§ **Exercise data**:
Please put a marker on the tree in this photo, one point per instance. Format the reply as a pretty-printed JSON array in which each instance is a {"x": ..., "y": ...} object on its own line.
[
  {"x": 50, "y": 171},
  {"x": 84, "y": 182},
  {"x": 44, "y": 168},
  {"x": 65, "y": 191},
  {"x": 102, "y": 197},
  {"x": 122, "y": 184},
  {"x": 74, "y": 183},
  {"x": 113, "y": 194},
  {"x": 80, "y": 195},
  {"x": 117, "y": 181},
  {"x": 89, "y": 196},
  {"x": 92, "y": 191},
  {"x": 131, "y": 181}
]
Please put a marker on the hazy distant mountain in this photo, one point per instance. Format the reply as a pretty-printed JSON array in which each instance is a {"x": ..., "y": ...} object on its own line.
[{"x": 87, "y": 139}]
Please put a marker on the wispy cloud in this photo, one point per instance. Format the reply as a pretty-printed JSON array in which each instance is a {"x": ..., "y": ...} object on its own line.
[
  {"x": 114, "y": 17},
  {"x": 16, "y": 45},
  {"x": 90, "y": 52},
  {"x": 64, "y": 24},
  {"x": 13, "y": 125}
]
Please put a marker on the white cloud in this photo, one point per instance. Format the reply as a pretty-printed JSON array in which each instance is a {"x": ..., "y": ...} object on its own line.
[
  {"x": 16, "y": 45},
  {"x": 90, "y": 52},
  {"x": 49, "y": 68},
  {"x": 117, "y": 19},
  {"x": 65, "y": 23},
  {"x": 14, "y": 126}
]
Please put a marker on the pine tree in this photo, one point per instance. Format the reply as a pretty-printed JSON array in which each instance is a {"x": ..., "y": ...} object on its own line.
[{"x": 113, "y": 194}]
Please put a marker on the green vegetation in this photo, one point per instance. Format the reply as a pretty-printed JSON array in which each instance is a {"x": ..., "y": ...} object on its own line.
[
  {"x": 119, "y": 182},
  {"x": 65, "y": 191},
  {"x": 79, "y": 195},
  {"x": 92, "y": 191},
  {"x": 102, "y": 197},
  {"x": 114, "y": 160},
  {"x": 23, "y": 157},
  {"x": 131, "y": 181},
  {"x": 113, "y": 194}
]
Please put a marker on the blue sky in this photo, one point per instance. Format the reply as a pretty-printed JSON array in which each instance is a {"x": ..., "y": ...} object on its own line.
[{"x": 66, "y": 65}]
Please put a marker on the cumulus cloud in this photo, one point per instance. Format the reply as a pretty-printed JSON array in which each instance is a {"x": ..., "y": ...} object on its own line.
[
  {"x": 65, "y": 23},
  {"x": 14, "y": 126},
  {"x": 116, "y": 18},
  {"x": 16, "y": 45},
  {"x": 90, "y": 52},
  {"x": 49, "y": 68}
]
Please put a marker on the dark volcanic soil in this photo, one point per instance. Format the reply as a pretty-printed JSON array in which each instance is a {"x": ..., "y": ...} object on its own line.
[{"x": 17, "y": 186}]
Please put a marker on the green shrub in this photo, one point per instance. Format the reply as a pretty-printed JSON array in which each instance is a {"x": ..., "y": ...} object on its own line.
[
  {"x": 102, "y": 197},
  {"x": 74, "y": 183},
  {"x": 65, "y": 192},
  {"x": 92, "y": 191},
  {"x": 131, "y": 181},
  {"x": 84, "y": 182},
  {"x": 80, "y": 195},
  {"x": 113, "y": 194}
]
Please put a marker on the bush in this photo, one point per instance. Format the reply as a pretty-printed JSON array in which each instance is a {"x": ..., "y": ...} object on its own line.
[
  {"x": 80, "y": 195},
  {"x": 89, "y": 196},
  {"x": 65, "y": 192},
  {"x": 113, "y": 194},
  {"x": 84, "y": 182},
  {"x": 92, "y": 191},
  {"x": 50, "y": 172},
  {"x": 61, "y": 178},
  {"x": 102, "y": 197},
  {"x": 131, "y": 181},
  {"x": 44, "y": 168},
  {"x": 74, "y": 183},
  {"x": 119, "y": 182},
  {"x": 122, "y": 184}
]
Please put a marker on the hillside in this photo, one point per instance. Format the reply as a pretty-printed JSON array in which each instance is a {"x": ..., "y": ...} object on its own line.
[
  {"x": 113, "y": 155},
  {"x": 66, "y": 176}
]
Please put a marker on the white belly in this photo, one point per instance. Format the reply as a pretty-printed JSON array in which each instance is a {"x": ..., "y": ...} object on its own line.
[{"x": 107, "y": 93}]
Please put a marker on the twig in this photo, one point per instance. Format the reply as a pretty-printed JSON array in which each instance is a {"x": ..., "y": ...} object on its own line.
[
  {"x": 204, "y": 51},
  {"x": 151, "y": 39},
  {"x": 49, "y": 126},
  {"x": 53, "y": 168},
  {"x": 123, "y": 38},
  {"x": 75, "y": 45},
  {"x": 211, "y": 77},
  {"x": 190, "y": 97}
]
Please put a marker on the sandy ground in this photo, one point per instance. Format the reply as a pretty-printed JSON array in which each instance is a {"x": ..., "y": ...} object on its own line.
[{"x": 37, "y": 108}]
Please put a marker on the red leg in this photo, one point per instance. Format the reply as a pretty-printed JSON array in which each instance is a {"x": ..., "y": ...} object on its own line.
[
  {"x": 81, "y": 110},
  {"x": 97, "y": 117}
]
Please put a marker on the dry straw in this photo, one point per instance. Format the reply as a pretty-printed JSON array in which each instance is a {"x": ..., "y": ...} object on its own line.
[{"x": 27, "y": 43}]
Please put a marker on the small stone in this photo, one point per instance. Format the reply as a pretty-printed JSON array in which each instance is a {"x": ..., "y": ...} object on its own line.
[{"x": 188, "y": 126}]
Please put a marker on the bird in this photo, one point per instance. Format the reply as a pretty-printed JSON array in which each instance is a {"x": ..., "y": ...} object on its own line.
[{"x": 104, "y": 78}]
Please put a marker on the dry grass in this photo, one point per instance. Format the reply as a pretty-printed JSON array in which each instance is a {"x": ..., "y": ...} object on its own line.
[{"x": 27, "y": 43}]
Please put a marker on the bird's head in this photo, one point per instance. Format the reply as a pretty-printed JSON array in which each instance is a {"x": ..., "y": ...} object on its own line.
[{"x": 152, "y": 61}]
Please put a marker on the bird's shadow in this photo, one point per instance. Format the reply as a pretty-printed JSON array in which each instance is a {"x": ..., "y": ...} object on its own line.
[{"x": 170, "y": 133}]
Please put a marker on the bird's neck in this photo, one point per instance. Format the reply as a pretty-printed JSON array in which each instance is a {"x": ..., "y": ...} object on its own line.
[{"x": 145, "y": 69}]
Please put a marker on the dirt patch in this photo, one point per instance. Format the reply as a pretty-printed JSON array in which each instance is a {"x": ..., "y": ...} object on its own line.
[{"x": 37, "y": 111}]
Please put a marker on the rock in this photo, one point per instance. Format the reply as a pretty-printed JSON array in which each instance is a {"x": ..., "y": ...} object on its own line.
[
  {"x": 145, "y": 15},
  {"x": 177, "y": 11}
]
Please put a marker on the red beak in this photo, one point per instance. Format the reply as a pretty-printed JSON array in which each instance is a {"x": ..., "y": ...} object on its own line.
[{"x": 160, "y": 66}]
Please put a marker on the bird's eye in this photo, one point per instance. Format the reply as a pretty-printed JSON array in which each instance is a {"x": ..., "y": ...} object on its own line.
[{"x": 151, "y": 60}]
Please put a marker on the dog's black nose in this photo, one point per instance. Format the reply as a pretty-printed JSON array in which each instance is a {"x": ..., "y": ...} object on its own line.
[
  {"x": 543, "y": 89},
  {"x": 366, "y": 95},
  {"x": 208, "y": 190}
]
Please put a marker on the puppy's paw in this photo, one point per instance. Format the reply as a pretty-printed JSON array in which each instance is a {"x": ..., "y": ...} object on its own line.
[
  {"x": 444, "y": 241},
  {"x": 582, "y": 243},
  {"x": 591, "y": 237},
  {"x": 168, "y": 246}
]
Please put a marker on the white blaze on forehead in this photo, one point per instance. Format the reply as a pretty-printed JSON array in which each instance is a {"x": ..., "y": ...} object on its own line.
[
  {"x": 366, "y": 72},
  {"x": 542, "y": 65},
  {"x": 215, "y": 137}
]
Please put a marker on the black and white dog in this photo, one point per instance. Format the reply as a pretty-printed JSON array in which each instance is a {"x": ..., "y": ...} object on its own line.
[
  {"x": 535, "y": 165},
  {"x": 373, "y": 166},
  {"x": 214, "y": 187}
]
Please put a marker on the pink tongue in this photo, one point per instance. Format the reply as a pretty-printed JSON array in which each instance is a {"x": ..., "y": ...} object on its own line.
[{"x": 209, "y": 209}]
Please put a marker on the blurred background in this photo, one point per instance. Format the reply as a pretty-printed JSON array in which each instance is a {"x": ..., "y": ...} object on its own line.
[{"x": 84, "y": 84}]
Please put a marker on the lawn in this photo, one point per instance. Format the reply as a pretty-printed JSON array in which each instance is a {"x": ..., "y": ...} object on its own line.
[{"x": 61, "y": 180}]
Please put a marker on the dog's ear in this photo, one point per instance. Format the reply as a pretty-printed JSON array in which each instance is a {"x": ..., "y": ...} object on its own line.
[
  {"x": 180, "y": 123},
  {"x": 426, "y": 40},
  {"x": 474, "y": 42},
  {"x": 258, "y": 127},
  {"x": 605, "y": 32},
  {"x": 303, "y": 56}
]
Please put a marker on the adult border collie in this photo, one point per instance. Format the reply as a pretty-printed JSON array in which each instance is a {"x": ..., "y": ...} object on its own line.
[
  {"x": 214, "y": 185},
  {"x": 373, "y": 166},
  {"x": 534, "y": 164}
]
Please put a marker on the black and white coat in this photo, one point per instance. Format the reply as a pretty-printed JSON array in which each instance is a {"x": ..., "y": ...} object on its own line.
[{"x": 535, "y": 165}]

§ **Task instructions**:
Give an exact copy of the lines from the one with "Please put a marker on the dog's ear" through the end of the entries, both ends included.

§ **Response area**:
Please put a marker on the dog's ear in this photo, one point per instance. Format the reply as a pretty-printed JSON array in which each instance is a {"x": ..., "y": ...} object on its own line.
[
  {"x": 180, "y": 123},
  {"x": 426, "y": 40},
  {"x": 474, "y": 42},
  {"x": 258, "y": 127},
  {"x": 605, "y": 32},
  {"x": 303, "y": 56}
]
Please put a marker on the adult border collie in this photo, one point per instance. Format the reply as a pretty-printed JSON array in which each instance is a {"x": ..., "y": ...} object on its own line.
[
  {"x": 214, "y": 185},
  {"x": 373, "y": 166},
  {"x": 534, "y": 164}
]
Please put a marker on the black and white coat in this photo, one point per instance. Format the reply as a pretty-printed JSON array in which each instance is a {"x": ..., "y": ...} object on its own line.
[{"x": 535, "y": 165}]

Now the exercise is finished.